Excerpts from location labeling data
========================
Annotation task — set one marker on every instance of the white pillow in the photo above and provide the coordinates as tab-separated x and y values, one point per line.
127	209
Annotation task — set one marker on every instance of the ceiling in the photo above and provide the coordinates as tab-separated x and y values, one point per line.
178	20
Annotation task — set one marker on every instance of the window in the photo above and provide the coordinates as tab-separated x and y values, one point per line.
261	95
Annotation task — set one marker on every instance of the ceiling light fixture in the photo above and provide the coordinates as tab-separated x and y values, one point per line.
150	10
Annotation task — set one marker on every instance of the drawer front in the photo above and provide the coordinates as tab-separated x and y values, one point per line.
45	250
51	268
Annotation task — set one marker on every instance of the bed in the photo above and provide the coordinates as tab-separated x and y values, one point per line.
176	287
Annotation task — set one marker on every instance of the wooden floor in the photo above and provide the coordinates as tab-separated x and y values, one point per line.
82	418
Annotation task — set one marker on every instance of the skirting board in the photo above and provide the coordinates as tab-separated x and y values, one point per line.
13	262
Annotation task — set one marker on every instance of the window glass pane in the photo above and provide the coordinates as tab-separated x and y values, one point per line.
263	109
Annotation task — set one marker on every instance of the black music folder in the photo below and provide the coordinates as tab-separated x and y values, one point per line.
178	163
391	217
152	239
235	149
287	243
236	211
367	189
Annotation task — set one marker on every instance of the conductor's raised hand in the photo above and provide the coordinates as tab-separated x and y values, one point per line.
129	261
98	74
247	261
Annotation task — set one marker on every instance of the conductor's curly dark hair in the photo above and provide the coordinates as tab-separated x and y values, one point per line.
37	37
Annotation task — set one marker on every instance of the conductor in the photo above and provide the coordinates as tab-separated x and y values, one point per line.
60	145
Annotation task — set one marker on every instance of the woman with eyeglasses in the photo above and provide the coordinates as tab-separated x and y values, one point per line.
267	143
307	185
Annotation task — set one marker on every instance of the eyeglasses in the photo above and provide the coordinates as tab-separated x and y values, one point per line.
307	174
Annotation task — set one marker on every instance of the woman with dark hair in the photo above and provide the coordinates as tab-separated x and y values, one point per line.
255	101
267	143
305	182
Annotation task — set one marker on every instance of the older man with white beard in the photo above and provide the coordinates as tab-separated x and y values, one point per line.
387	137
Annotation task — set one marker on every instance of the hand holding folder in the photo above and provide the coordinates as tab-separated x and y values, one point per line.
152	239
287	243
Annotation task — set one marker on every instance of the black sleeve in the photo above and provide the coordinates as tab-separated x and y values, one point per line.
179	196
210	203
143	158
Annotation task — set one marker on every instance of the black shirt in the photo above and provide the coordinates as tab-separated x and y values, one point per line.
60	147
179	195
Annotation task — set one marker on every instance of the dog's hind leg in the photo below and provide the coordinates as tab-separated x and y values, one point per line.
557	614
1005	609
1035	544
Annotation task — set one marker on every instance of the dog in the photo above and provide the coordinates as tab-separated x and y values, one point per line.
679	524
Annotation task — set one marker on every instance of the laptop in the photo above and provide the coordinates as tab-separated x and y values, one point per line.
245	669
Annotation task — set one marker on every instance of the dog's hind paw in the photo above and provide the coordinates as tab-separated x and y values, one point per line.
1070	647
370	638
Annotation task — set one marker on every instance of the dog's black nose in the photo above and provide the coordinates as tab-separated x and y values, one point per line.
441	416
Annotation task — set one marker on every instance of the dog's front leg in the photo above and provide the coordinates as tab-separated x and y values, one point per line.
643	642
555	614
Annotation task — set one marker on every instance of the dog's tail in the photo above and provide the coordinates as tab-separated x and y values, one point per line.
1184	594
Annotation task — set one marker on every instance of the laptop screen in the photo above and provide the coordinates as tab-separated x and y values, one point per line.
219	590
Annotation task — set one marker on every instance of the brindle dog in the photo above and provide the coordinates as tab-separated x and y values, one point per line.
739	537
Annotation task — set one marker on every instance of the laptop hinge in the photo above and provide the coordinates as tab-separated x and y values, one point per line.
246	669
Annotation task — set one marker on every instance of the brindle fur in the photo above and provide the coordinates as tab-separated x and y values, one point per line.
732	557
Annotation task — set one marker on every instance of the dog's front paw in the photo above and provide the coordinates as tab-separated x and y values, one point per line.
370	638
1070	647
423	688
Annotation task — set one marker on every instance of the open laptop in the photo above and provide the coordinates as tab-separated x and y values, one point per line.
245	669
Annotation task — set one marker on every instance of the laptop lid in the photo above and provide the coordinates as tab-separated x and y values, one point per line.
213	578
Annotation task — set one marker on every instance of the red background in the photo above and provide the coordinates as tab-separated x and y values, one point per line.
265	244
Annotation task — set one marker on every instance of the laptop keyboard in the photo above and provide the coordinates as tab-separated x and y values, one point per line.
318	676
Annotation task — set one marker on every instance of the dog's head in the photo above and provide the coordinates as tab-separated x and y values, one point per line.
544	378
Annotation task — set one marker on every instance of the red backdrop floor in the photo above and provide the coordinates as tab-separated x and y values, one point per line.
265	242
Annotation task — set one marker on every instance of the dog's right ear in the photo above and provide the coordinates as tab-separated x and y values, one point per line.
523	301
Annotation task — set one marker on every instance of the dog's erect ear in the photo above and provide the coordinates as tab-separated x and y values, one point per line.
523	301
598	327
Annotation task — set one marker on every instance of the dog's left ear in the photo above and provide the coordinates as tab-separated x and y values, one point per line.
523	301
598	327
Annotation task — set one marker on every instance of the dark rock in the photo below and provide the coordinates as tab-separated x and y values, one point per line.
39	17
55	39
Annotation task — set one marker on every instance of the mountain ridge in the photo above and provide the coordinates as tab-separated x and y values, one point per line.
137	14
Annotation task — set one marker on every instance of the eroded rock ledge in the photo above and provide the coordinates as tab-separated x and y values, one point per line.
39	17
========================
• Given problem
Write out the listing again, switching each "marker" to "dot" and keeping everything else the same.

• Solution for this exercise
Annotation task — set one dot on every instance of the white pillow in the photo above and provide the coordinates as tab-separated x and y values, one point per line.
127	209
Annotation task — set one dot on every instance of the ceiling in the photo above and provide the coordinates as tab-separated x and y values, one point per line.
178	20
Annotation task — set one dot on every instance of the window in the photo above and provide the coordinates as tab-separated x and y values, one point per line.
261	95
Annotation task — set one dot on every instance of the ceiling light fixture in the photo above and provide the coordinates as tab-separated x and y values, one point per line.
150	10
Annotation task — set one dot on every instance of the drawer front in the photo above and provide the coordinates as tab-separated x and y values, one point per line.
45	250
51	268
Annotation task — set one dot on every instance of the bed in the photo above and provide the coordinates as tab-separated x and y values, one point per line.
176	287
Annotation task — set one dot on every instance of the wooden floor in the photo above and provide the coordinates as tab-separated x and y values, one point per line.
82	418
Annotation task — set one dot on every instance of the skirting board in the photo above and provide the coordinates as tab-separated x and y values, one point per line.
13	262
Annotation task — set one dot on every instance of the window glass pane in the photo above and provide the coordinates as tab-separated x and y values, one point per line.
263	109
Annotation task — set one dot on every instance of the black music folder in the photo below and provide the coordinates as tab-separated x and y values, one point per line.
178	163
391	217
152	239
235	149
287	243
236	211
367	189
Annotation task — set one dot on every instance of the conductor's raised hand in the photo above and provide the coordinates as tab-separated x and y values, one point per line.
129	261
98	74
247	261
Annotation task — set one dot on every instance of the conductor's curly dark hair in the photo above and provide the coordinates as tab-separated x and y values, one point per line.
37	37
Annotation task — set one dot on every instance of the conductor in the photo above and provide the coordinates as tab-separated x and y values, one point per line.
60	145
Annotation task — set one dot on every instance of the woman with eyeglasses in the photo above and provide the coordinates as tab-separated x and y values, one point per line.
267	143
307	185
Annotation task — set one dot on every instance of the eyeglasses in the photo above and provide the coordinates as tab-separated x and y values, one point per line.
307	174
Annotation task — set one dot on every instance of the woman with dark hair in the photo above and provide the coordinates as tab-separated x and y values, one point per line.
255	101
267	143
305	182
Annotation task — set one dot on every instance of the older man with white beard in the photo above and provide the coordinates as tab-separated x and y values, one point per line.
387	137
Annotation task — set one dot on every instance of the hand holding folder in the photo above and provide the coordinates as tab-separated x and y values, one point per line.
152	239
287	243
Annotation task — set one dot on every instance of the black sleeve in the photo above and provide the coordinates as tab-separated x and y values, one point per line.
179	196
210	203
143	158
Annotation task — set one dot on every instance of the black shirt in the photo above and provide the coordinates as tab-separated x and y values, one point per line.
60	147
179	195
Annotation task — set one dot on every instance of the dog's hind leg in the photo below and provide the coordinates as tab-separated x and y values, one point per line.
557	614
1005	609
1035	544
Annotation task — set one dot on every instance of the dog in the photo above and provide the coordinates as tab-separated x and y values, one point per line.
679	524
Annotation task — set one dot on every instance of the laptop in the photo above and provide the coordinates as tab-separated x and y values, one point per line.
245	669
Annotation task — set one dot on every instance of the dog's hind paw in the photo above and provide the coordinates as tab-separated x and y values, one point per line.
1070	647
370	638
Annotation task — set one dot on every instance of the dog's black nose in the photo above and provide the coordinates as tab-separated x and y values, one point per line.
441	416
Annotation task — set one dot on every instance of the dog's front leg in the photo above and provide the coordinates as tab-separated x and y values, one point per line.
643	642
555	614
Annotation task — set one dot on every instance of the dog's tail in the photo above and provide the coordinates as tab-separated x and y values, one point per line.
1184	594
Annotation task — set one dot on every instance of the laptop screen in the photo above and provide the coordinates as tab-separated x and y values, one point per line.
219	590
Annotation task — set one dot on every instance of the brindle dog in the photo above and provide the coordinates as tab-separated x and y values, one point per line.
739	537
Annotation task — set one dot on every instance of the laptop hinge in the photo above and provide the coordinates as tab-separated x and y values, one point per line.
246	669
Annotation task — set one dot on every instance of the brindle fur in the photo above and provide the coordinates as tab-separated x and y values, one point per line.
732	557
Annotation task — set one dot on every instance of the dog's front paw in the photo above and provide the coordinates as tab-separated x and y values, one point per line.
370	638
1070	647
423	688
Annotation task — set one dot on every instance of the open laptop in the photo above and provide the coordinates as tab-separated x and y values, one point per line.
245	669
Annotation task — set one dot on every instance of the laptop lid in the photo above and provide the coordinates as tab-separated x and y values, one point per line.
213	578
Annotation task — set one dot on every instance of the red background in the photo above and provide the coordinates as tab-separated x and y values, one point per line.
265	244
Annotation task — set one dot on every instance of the laptop keyboard in the photo above and provide the coordinates as tab-separated x and y values, one point per line.
318	676
Annotation task — set one dot on every instance of the dog's head in the photo above and provide the coordinates as tab-separated x and y values, one point per line.
544	378
Annotation task — set one dot on every instance of the red backdrop floor in the photo above and provide the coordinates as tab-separated x and y values, one point per line.
265	242
Annotation task — set one dot on every instance of the dog's right ear in the photo above and provide the coordinates as tab-separated x and y values, one point per line.
523	301
Annotation task — set one dot on every instance of the dog's erect ear in the photo above and provide the coordinates as tab-separated x and y values, one point per line.
523	301
598	327
Annotation task — set one dot on every instance of the dog's left ear in the photo above and provide the coordinates as tab-separated x and y values, one point per line.
523	301
598	327
Annotation task — set one dot on every instance of the dark rock in the photo below and provide the coordinates as tab-separated x and y values, one point per line.
39	17
55	39
Annotation task — set one dot on every instance of the mountain ridge in the photo above and provide the coordinates as tab-separated x and y values, one point per line.
137	14
Annotation task — set one dot on every instance of the eroded rock ledge in the photo above and provide the coordinates as tab-separated x and y values, one point per line.
39	17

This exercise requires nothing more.